TASK INSTRUCTIONS:
A: Reproduce a passage from the gcc vectorization thread verbatim, beginning at the words "On Thu, 19 Oct" and ending after "some recent arch)".
B: In the gcc vectorization thread, what reason is given for gcc having trouble vectorizing the loop in generic.c?

SOURCE EXTRACT:
================================

On Thu, 19 Oct 2023, Mathieu Malaterre via Gcc-help wrote:
After reading this SO post (*), I became curious as to what my gcc would do with the following code. It turns out that I cannot make any sense of the output: % gcc -fopt-info-missed -std=c11 -O3 -c generic.c generic.c:4:21: missed: couldn't vectorize loop generic.c:2:5: missed: not vectorized: relevant phi not supported: found_14 = PHI <found_5(7), 0(15)>
If you try again with a snapshot of gcc-14, it does vectorize, although the result doesn't seem as nice as what clang produces.
(in general I would also suggest adding -march=native or some recent arch)
Doing a quick search did not reveal anything meaningful. If my understanding is correct this is a basic information level (not meant for GCC developers): * https://gcc.gnu.org/onlinedocs/gcc/Developer-Options.html#index-fopt-info So my question is: what should the following sentence indicates ... missed: not vectorized: relevant phi not supported: found_14 = PHI <found_5(7), -1(15)> ...
Some information is hard to translate to a user-understandable language that refers to source code, this deep in the optimization, although in this case the message is not very informative even for a gcc dev. -fdump-tree-vect-details generates a file with more information, but that can be hard to understand if you are not used to it.
In this loop, some variables are 16 bits (haystack, needle), while the reduction variable is 32 bits, and gcc has a hard time vectorizing mixed sizes (and it doesn't realize that 'found' could be narrowed). If you declare 'found' as 'short' instead, something different happens.
% cat generic.c #include <stdint.h> int hasmatch(uint16_t needle, const uint16_t haystack[4]) { int found = 0; for (int i = 0; i < 4; ++i) { if (needle == haystack[i]) { found = 1; } } return found; } (*) https://stackoverflow.com/questions/74803190/fastest-way-to-find-16bit-match-in-a-4-element-short-array Thanks !
-- Marc Glisse

================================

[Region annotation entries]

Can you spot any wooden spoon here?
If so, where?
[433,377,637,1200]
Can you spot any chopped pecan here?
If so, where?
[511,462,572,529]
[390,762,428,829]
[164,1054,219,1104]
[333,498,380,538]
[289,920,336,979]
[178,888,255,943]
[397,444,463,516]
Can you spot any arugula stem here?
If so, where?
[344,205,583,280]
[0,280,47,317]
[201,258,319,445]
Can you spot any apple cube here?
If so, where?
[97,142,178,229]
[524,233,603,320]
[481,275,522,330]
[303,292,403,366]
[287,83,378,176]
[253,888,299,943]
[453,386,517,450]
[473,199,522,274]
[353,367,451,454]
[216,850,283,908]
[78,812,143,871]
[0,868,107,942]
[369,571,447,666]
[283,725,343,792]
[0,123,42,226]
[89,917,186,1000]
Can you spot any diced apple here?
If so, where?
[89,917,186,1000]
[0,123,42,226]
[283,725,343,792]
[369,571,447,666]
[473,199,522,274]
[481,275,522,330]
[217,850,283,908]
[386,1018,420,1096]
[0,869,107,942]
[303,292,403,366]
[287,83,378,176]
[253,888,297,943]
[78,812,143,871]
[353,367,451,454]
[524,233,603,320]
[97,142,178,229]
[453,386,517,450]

================================

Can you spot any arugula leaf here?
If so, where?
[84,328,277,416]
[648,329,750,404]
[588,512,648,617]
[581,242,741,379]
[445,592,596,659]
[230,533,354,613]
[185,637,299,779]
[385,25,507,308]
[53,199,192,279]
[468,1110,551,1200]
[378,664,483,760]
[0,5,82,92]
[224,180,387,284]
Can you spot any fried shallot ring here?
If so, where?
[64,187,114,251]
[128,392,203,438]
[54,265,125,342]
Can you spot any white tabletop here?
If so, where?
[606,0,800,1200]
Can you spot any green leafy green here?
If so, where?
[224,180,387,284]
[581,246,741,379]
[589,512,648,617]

================================

SOLUTIONS TO THE PROBLEMS:
A:
On Thu, 19 Oct 2023, Mathieu Malaterre via Gcc-help wrote:
After reading this SO post (*), I became curious as to what my gcc would do with the following code. It turns out that I cannot make any sense of the output: % gcc -fopt-info-missed -std=c11 -O3 -c generic.c generic.c:4:21: missed: couldn't vectorize loop generic.c:2:5: missed: not vectorized: relevant phi not supported: found_14 = PHI <found_5(7), 0(15)>
If you try again with a snapshot of gcc-14, it does vectorize, although the result doesn't seem as nice as what clang produces.
(in general I would also suggest adding -march=native or some recent arch)

B: In that loop, haystack and needle are 16 bits, but the reduction variable is 32 bits, and gcc has a hard time vectorizing mixed sizes. It also doesn't realize that 'found' could be narrowed.